• Problem requirements: Show every line of the data that contains the string "rear".

• Data records:
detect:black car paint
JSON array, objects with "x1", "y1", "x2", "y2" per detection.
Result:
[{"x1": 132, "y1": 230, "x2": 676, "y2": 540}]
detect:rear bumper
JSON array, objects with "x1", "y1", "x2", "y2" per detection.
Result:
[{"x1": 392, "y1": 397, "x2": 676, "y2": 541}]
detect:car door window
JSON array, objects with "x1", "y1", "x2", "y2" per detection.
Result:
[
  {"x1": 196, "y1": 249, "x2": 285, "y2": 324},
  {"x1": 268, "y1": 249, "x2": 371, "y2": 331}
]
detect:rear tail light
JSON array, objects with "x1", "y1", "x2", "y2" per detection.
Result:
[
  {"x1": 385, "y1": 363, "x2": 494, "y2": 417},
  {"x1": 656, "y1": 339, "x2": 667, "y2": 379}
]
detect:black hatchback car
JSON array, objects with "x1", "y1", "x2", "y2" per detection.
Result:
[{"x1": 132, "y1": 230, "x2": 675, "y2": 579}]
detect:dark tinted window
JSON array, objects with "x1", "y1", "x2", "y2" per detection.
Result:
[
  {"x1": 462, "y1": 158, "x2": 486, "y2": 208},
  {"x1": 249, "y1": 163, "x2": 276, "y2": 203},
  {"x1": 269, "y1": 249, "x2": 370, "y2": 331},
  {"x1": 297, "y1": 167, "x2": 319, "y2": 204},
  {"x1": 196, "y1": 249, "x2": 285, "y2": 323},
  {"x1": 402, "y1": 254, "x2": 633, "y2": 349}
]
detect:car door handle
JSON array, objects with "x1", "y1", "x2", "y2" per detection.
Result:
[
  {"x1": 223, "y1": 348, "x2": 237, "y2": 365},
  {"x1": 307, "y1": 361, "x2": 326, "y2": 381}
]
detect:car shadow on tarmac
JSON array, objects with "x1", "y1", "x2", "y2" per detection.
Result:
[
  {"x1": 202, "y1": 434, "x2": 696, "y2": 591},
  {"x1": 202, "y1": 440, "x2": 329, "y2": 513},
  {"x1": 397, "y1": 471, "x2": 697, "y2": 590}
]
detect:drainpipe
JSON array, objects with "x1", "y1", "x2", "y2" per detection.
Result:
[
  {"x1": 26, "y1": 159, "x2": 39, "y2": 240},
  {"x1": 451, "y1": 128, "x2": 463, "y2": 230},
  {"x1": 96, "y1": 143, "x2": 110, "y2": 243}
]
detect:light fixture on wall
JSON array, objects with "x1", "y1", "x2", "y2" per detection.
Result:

• Result of this task:
detect:rear bumper
detect:rear tail light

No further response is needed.